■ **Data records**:
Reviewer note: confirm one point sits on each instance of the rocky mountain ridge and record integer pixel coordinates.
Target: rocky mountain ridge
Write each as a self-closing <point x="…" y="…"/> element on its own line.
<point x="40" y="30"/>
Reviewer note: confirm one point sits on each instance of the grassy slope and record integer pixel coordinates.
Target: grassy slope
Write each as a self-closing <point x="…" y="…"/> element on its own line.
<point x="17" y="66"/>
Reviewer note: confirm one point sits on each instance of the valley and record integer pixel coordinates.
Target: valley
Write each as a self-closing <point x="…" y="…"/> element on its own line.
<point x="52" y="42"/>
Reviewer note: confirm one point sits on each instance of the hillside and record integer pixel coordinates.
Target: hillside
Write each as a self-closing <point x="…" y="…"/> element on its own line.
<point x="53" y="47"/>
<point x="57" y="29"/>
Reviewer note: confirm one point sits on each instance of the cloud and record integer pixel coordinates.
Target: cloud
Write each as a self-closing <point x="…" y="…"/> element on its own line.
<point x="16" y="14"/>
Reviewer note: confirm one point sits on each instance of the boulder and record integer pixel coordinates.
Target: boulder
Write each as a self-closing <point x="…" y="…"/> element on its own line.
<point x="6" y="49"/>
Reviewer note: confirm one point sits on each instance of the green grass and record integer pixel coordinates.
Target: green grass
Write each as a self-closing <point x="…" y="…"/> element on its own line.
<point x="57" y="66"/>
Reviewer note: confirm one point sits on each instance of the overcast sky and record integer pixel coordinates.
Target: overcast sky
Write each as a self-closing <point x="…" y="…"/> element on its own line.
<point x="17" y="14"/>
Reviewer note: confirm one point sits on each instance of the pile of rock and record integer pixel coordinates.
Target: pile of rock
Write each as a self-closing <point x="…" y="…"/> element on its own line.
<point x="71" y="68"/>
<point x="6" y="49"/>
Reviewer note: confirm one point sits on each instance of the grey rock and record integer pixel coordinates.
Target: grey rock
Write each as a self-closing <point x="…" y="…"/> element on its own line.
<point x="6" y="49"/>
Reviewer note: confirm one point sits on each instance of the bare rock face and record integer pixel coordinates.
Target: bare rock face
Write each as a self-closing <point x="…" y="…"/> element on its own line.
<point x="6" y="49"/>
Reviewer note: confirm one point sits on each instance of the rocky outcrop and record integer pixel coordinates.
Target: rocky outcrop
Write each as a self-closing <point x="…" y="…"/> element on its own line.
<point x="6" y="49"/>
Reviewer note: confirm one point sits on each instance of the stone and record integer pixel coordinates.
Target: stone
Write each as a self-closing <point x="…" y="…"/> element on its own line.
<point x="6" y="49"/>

■ **Problem details**: Copy every record above out again, word for word.

■ **Answer for this exercise**:
Reviewer note: confirm one point sits on each instance of the rocky mountain ridge and record integer pixel coordinates.
Target: rocky mountain ridge
Write each as a self-closing <point x="…" y="…"/> element on its own line.
<point x="40" y="30"/>
Reviewer note: confirm one point sits on each instance of the grassy slope and record integer pixel coordinates.
Target: grassy slope
Write each as a self-closing <point x="…" y="…"/> element on its own line.
<point x="17" y="66"/>
Reviewer note: confirm one point sits on each instance of the valley and record integer pixel coordinates.
Target: valley
Write each as a self-closing <point x="…" y="…"/> element on its own line.
<point x="52" y="42"/>
Reviewer note: confirm one point sits on each instance of the hillside and record integer pixel coordinates.
Target: hillside
Write each as a self-closing <point x="…" y="…"/> element on its own line.
<point x="53" y="47"/>
<point x="57" y="29"/>
Reviewer note: confirm one point sits on each instance of the cloud and record integer pixel coordinates.
Target: cloud
Write each as a self-closing <point x="…" y="…"/> element on its own line.
<point x="16" y="14"/>
Reviewer note: confirm one point sits on each instance of the boulder and record integer pixel coordinates.
Target: boulder
Write each as a self-closing <point x="…" y="…"/> element on its own line.
<point x="6" y="49"/>
Reviewer note: confirm one point sits on each instance of the green grass and record integer pixel coordinates.
Target: green grass
Write each as a self-closing <point x="…" y="…"/> element on its own line.
<point x="57" y="66"/>
Reviewer note: confirm one point sits on each instance of the overcast sky and record integer pixel coordinates.
Target: overcast sky
Write each as a self-closing <point x="…" y="…"/> element on its own line.
<point x="17" y="14"/>
Reviewer note: confirm one point sits on each instance of the pile of rock and record integer pixel coordinates.
Target: pile of rock
Write each as a self-closing <point x="…" y="…"/> element on its own line.
<point x="71" y="68"/>
<point x="6" y="49"/>
Reviewer note: confirm one point sits on each instance of the grey rock and record integer pixel coordinates.
Target: grey rock
Write each as a self-closing <point x="…" y="…"/> element on its own line.
<point x="6" y="49"/>
Reviewer note: confirm one point sits on each instance of the bare rock face and record integer pixel coordinates.
Target: bare rock face
Write each as a self-closing <point x="…" y="…"/> element on its own line.
<point x="6" y="49"/>
Reviewer note: confirm one point sits on each instance of the rocky outcrop and record integer pixel coordinates.
Target: rocky outcrop
Write each as a self-closing <point x="…" y="…"/> element on its own line.
<point x="6" y="49"/>
Reviewer note: confirm one point sits on each instance of the stone and record integer pixel coordinates.
Target: stone
Write each as a self-closing <point x="…" y="…"/> element on its own line.
<point x="6" y="49"/>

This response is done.